# Data shown start

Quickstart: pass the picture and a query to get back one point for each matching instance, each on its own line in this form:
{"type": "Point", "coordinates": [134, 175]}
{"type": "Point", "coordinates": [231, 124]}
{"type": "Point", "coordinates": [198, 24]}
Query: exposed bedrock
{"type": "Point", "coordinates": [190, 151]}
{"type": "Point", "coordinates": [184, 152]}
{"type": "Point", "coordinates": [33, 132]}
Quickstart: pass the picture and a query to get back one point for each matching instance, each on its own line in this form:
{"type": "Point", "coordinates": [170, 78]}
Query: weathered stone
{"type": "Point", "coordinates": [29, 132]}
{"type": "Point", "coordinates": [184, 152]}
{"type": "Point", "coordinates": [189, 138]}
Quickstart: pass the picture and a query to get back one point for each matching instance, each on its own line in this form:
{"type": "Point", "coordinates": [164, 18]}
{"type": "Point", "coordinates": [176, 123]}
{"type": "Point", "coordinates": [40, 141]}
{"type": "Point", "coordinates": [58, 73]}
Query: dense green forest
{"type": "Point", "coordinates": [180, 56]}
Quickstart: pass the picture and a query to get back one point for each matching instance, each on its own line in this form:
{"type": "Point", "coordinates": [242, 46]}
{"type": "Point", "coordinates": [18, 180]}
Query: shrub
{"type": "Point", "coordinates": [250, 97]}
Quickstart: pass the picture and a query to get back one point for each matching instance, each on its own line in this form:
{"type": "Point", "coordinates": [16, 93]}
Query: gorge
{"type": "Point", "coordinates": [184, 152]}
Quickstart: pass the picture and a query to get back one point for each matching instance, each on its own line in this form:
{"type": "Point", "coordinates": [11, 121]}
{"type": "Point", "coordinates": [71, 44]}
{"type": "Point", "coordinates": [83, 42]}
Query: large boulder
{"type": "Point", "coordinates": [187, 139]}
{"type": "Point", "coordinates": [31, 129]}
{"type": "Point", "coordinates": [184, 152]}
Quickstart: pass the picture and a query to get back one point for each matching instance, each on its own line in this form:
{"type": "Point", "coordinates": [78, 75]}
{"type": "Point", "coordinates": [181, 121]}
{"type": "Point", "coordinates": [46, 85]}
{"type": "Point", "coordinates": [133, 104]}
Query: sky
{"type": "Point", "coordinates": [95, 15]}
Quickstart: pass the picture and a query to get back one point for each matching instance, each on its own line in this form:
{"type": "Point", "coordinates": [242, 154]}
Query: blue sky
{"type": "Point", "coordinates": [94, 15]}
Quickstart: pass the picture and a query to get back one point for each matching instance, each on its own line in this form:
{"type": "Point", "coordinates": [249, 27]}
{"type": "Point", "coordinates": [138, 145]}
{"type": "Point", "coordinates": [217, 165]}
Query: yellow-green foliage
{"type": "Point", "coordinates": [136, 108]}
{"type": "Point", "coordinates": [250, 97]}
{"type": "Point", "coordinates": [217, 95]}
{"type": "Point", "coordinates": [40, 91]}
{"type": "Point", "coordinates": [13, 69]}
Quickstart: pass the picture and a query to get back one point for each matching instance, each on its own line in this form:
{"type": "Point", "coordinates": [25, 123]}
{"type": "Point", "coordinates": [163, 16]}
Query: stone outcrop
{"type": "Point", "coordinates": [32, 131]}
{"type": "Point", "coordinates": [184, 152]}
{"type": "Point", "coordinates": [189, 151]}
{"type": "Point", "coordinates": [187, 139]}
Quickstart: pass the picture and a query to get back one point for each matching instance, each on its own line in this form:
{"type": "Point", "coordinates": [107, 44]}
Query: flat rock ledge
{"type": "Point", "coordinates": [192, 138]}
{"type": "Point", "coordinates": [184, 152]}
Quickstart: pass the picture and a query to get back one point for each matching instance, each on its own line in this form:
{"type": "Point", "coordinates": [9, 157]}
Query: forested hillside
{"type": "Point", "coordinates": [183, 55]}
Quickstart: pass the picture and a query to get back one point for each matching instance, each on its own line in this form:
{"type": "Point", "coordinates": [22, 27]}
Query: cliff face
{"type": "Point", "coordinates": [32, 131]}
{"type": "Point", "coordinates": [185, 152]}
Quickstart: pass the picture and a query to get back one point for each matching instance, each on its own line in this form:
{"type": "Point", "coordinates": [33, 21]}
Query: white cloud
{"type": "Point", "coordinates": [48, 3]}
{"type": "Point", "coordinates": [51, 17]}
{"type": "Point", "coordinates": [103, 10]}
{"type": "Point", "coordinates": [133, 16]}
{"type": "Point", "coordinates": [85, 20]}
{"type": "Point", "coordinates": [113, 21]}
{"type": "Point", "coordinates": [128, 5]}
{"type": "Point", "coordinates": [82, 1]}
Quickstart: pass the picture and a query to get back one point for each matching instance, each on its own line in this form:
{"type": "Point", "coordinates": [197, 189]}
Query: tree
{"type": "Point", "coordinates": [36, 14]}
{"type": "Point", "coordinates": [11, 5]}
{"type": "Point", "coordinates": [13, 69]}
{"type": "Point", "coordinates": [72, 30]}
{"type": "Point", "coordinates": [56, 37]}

# Data shown end

Exercise instructions:
Restate the listing above word for word.

Complete output:
Quickstart: pass the picture and a query to get back one point for each matching instance, each on its own line in this form:
{"type": "Point", "coordinates": [134, 175]}
{"type": "Point", "coordinates": [231, 124]}
{"type": "Point", "coordinates": [198, 24]}
Query: exposed bedrock
{"type": "Point", "coordinates": [190, 151]}
{"type": "Point", "coordinates": [184, 152]}
{"type": "Point", "coordinates": [33, 132]}
Quickstart: pass the picture and a query to get back one point for each matching instance, each on its own line in this form:
{"type": "Point", "coordinates": [170, 78]}
Query: weathered stone
{"type": "Point", "coordinates": [29, 132]}
{"type": "Point", "coordinates": [184, 152]}
{"type": "Point", "coordinates": [189, 138]}
Quickstart: pass the picture and a query to get back one point for each matching instance, each on its own line in this form:
{"type": "Point", "coordinates": [164, 18]}
{"type": "Point", "coordinates": [176, 123]}
{"type": "Point", "coordinates": [40, 141]}
{"type": "Point", "coordinates": [58, 73]}
Query: dense green forest
{"type": "Point", "coordinates": [180, 56]}
Quickstart: pass the picture and a query to get back one point for each matching instance, each on its own line in this form:
{"type": "Point", "coordinates": [242, 46]}
{"type": "Point", "coordinates": [18, 180]}
Query: shrub
{"type": "Point", "coordinates": [250, 97]}
Quickstart: pass the picture and a query to get back one point for each matching instance, each on its own line in this form:
{"type": "Point", "coordinates": [16, 93]}
Query: gorge
{"type": "Point", "coordinates": [184, 152]}
Quickstart: pass the picture and a query to get back one point for each matching instance, each on its own line in this form:
{"type": "Point", "coordinates": [11, 121]}
{"type": "Point", "coordinates": [71, 44]}
{"type": "Point", "coordinates": [83, 42]}
Query: large boulder
{"type": "Point", "coordinates": [187, 139]}
{"type": "Point", "coordinates": [31, 129]}
{"type": "Point", "coordinates": [184, 152]}
Quickstart: pass the picture and a query to get back one point for each matching instance, each on its own line in this form:
{"type": "Point", "coordinates": [78, 75]}
{"type": "Point", "coordinates": [181, 121]}
{"type": "Point", "coordinates": [46, 85]}
{"type": "Point", "coordinates": [133, 104]}
Query: sky
{"type": "Point", "coordinates": [95, 15]}
Quickstart: pass the picture and a query to get back one point for each matching instance, each on its own line in this form:
{"type": "Point", "coordinates": [242, 154]}
Query: blue sky
{"type": "Point", "coordinates": [94, 15]}
Quickstart: pass the picture and a query to get back one point for each matching instance, each on its own line in this form:
{"type": "Point", "coordinates": [249, 27]}
{"type": "Point", "coordinates": [138, 145]}
{"type": "Point", "coordinates": [217, 165]}
Query: yellow-green foliage
{"type": "Point", "coordinates": [136, 108]}
{"type": "Point", "coordinates": [250, 97]}
{"type": "Point", "coordinates": [217, 95]}
{"type": "Point", "coordinates": [40, 91]}
{"type": "Point", "coordinates": [13, 69]}
Quickstart: pass the picture and a query to get back one point for each matching instance, each on its own line in this form:
{"type": "Point", "coordinates": [25, 123]}
{"type": "Point", "coordinates": [163, 16]}
Query: stone outcrop
{"type": "Point", "coordinates": [32, 131]}
{"type": "Point", "coordinates": [184, 152]}
{"type": "Point", "coordinates": [189, 151]}
{"type": "Point", "coordinates": [187, 139]}
Quickstart: pass the picture and a query to get back one point for each matching instance, each on its own line in this form:
{"type": "Point", "coordinates": [107, 44]}
Query: flat rock ledge
{"type": "Point", "coordinates": [192, 138]}
{"type": "Point", "coordinates": [184, 152]}
Quickstart: pass the picture and a query to get back one point for each matching instance, each on its own line in this form:
{"type": "Point", "coordinates": [9, 157]}
Query: forested hillside
{"type": "Point", "coordinates": [183, 55]}
Quickstart: pass the picture and a query to get back one point for each matching instance, each on its own line in this form:
{"type": "Point", "coordinates": [22, 27]}
Query: cliff face
{"type": "Point", "coordinates": [32, 131]}
{"type": "Point", "coordinates": [185, 152]}
Quickstart: pass the picture and a query to get back one point for each matching instance, each on its own line in this form:
{"type": "Point", "coordinates": [33, 21]}
Query: white cloud
{"type": "Point", "coordinates": [48, 3]}
{"type": "Point", "coordinates": [51, 17]}
{"type": "Point", "coordinates": [103, 10]}
{"type": "Point", "coordinates": [133, 16]}
{"type": "Point", "coordinates": [85, 20]}
{"type": "Point", "coordinates": [113, 21]}
{"type": "Point", "coordinates": [128, 5]}
{"type": "Point", "coordinates": [82, 1]}
Quickstart: pass the picture and a query to get back one point for each matching instance, each on its own line in this form:
{"type": "Point", "coordinates": [197, 189]}
Query: tree
{"type": "Point", "coordinates": [36, 14]}
{"type": "Point", "coordinates": [11, 5]}
{"type": "Point", "coordinates": [13, 69]}
{"type": "Point", "coordinates": [72, 30]}
{"type": "Point", "coordinates": [56, 37]}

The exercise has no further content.